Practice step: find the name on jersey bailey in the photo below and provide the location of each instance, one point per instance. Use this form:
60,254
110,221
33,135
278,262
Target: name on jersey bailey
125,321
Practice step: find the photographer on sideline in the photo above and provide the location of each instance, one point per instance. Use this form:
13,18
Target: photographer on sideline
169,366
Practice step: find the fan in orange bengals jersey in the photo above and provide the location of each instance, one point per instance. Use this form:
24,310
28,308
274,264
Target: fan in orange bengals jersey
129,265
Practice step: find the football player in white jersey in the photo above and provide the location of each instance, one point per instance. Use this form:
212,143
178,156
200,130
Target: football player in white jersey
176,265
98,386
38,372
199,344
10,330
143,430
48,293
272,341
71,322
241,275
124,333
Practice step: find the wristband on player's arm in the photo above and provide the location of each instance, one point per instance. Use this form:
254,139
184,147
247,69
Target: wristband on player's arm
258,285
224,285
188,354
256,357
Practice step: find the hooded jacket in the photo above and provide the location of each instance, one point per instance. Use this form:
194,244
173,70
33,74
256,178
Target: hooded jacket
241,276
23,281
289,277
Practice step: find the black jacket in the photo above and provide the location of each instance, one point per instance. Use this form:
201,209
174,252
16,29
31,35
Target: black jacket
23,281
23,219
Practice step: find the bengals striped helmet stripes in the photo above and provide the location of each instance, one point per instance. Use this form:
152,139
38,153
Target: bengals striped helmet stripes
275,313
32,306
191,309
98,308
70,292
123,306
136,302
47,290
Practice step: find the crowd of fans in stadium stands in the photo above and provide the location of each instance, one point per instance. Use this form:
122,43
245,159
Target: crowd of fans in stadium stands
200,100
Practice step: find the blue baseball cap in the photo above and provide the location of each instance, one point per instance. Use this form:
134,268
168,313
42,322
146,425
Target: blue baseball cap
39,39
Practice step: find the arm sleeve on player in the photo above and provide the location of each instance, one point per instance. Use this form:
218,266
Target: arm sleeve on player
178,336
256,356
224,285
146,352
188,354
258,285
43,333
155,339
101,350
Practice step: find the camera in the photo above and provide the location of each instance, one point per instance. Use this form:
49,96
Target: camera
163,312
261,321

____

=== STATED PROBLEM ===
Print exactly the lines from the one with "Practice step: find the bengals" through the end of the data, inclusive.

=== SOLUTION ===
Practice step: find the bengals striped helmet stripes in the photo above and provide the location of each instance, one point per instance. Use this form:
152,139
38,153
Target: bengals striped helmet stripes
275,313
32,306
191,309
98,308
70,292
123,306
136,302
47,290
Practice step: find the crowd of fans in stadium stands in the photo above and provide the location of each instance, one point per instance. Use this form:
122,43
245,159
Target: crowd of fans in stadium stands
200,100
Practice step: find the blue baseball cap in the photo above and provide the location of each instance, one point per instance. Use this form:
134,268
168,313
42,322
146,425
Target: blue baseball cap
39,39
Practice step: find the arm sleeve on player in the photo above and provide the location of each instance, one point per instance. Use this form:
218,266
Target: arm sleeve on player
178,336
256,356
224,285
146,352
188,354
258,285
43,333
155,339
101,350
Practice step: find the camera in the photo above and provide the location of each instance, one point per instance. Use this form:
49,96
Target: camera
163,312
261,321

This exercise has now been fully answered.